• Information provided:
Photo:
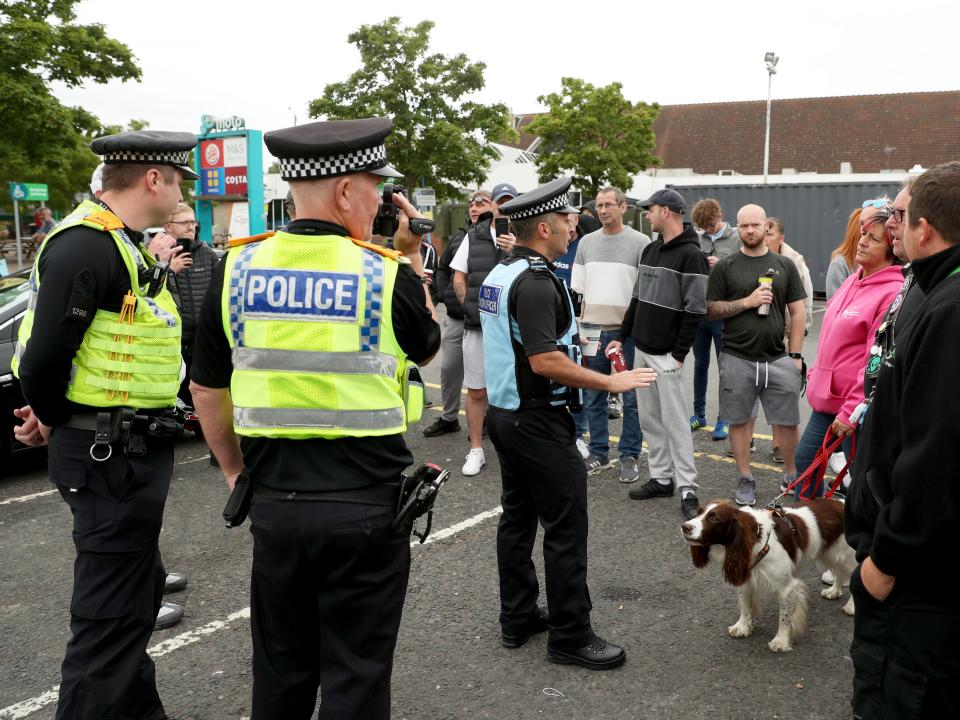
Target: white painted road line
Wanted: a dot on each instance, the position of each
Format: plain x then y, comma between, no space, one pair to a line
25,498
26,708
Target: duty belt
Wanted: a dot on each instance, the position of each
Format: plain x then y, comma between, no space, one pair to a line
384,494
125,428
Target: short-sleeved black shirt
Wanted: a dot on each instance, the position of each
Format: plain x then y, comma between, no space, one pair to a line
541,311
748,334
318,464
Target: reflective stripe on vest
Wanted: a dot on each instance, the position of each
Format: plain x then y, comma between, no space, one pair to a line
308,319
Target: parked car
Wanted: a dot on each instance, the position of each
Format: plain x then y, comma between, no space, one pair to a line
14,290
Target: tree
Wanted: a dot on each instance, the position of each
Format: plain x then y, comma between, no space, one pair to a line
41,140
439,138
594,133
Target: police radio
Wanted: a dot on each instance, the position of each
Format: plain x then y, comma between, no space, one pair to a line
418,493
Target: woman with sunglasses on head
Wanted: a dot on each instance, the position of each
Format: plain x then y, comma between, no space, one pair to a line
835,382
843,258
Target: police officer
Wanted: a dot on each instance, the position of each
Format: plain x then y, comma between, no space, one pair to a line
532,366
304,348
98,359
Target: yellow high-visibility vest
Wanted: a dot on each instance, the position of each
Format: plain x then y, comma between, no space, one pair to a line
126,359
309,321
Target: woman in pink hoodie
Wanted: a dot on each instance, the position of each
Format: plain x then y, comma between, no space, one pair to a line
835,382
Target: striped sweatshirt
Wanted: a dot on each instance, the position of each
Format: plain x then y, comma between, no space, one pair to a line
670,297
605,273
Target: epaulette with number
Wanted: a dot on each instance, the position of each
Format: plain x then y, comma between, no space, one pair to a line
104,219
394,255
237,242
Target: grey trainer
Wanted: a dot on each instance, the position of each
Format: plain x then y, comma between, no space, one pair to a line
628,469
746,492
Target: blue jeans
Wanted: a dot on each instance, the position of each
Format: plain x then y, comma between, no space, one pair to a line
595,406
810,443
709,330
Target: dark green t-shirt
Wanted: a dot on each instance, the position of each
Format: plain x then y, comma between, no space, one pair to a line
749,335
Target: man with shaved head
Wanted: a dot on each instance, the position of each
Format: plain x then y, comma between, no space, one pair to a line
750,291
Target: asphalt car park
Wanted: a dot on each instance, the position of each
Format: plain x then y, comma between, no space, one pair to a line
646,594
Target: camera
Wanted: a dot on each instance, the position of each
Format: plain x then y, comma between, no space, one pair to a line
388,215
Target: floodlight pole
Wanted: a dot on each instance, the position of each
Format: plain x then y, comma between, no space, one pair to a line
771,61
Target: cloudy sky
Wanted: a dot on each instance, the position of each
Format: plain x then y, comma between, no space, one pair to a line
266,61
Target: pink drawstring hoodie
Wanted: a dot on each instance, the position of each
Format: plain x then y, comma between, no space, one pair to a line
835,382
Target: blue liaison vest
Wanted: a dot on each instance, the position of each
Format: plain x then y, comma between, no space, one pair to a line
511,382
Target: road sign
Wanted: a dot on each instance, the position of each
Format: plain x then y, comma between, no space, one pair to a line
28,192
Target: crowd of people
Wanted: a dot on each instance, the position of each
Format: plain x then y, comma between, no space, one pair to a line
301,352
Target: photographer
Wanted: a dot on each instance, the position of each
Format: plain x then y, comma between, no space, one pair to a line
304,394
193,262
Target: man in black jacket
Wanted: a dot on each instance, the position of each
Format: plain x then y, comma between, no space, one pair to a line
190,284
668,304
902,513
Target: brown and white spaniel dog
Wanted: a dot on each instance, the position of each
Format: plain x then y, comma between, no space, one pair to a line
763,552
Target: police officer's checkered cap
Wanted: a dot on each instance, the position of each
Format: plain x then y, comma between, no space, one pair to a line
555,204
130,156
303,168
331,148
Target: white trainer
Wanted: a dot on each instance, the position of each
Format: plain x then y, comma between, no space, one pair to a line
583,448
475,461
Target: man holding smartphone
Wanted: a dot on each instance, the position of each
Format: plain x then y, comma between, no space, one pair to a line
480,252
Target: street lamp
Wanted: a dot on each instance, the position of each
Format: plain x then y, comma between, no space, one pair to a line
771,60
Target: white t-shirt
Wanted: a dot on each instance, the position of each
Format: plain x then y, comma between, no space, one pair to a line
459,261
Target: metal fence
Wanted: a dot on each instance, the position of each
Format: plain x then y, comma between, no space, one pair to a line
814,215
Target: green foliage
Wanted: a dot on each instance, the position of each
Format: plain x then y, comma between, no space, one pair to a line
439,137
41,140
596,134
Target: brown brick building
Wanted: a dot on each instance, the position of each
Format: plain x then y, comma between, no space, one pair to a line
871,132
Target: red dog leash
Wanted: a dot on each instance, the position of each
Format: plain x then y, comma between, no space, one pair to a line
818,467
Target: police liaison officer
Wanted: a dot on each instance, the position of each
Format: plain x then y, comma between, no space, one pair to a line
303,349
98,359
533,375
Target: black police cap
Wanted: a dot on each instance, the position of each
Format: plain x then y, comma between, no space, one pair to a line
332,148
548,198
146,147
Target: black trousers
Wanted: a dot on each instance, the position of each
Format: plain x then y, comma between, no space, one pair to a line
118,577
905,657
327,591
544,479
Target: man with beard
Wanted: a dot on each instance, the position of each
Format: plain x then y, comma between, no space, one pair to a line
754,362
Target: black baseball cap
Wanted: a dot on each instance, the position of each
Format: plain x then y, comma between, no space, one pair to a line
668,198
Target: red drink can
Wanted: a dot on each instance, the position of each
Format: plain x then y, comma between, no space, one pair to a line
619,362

• About this task:
Return all lines of the material that have "liaison" in them.

• Response below:
Target: blue liaison vest
Target: police liaison officer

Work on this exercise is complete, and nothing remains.